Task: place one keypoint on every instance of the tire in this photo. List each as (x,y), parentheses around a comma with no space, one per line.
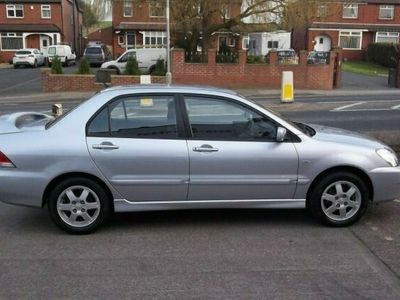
(79,205)
(339,199)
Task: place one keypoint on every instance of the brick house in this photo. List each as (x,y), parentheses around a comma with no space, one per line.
(139,24)
(38,24)
(352,25)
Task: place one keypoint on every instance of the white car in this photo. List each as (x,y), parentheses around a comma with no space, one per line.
(29,57)
(146,58)
(63,52)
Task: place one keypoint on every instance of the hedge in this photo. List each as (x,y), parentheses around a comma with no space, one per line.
(385,54)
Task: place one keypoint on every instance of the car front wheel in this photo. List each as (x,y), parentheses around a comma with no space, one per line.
(339,199)
(79,205)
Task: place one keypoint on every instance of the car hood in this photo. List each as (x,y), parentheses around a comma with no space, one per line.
(337,135)
(23,121)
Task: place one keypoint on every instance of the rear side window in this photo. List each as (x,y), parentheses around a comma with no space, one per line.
(144,117)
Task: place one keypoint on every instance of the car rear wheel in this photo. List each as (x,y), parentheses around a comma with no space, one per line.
(79,205)
(339,199)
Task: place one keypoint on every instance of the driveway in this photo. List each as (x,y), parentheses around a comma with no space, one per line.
(352,81)
(25,80)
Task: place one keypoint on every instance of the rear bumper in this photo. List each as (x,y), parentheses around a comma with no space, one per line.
(386,183)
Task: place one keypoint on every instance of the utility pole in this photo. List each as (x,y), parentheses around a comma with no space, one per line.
(168,76)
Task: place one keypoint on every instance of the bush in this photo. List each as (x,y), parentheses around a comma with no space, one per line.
(56,67)
(385,54)
(84,66)
(132,67)
(160,68)
(256,59)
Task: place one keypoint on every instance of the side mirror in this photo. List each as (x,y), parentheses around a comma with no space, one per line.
(280,134)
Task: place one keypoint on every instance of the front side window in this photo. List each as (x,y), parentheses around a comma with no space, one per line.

● ● ● ● ● ● ●

**STATED TASK:** Switch "wheel" to "tire" in the rows, from the row containing "Task: place one keypoint on every instance of the car front" down to the last row. Reproduce only those rows, unchanged otherwise.

**SOLUTION TO THE EXERCISE:**
Task: place one keypoint on every instance of the car front tire in this photo. List each as (x,y), parentheses around a comma with no space, one per line.
(339,199)
(79,205)
Task: place one keypoint on every instance of the car hood in this photo. List each as (x,y), parentheses around a comma with no space, one per line.
(337,135)
(23,121)
Task: place one keypoint on every instance of the rear side window in this photo. List each as (x,y), parentheses around a comma with no space, one per line.
(144,117)
Task: place one keypoint on every instance of the car rear tire in this photo. List each as (x,y), parentheses around a comma with no space, one per line.
(79,205)
(339,199)
Task: place one keypoint on every instance of the driveway in this photo. List each as (x,y), parentheses around a comma with no space, one per line.
(352,81)
(25,80)
Task: place one keypoint on every instance of the rear bumper in this photo. List each as (x,y), parentheses around a comma with no space, one per line.
(386,183)
Task: place one keypoint on every instance of the utility pole in this photo. List each as (x,y), parentheses around a comma with no space, one per line.
(168,76)
Task: place one keypoint on every instance of the bush in this photo. List each as (x,y), parentheses around a comma with no space, one per line.
(56,67)
(385,54)
(84,66)
(132,67)
(160,68)
(256,59)
Task: place one keypoint on every instance of the side mirror in this photo. List each as (x,y), parentheses around a comma with no space, one per line.
(280,134)
Task: place one keypoint on every instance of the front side window in this photo. List each as (x,y), parentheses around a comma with no space, one per line.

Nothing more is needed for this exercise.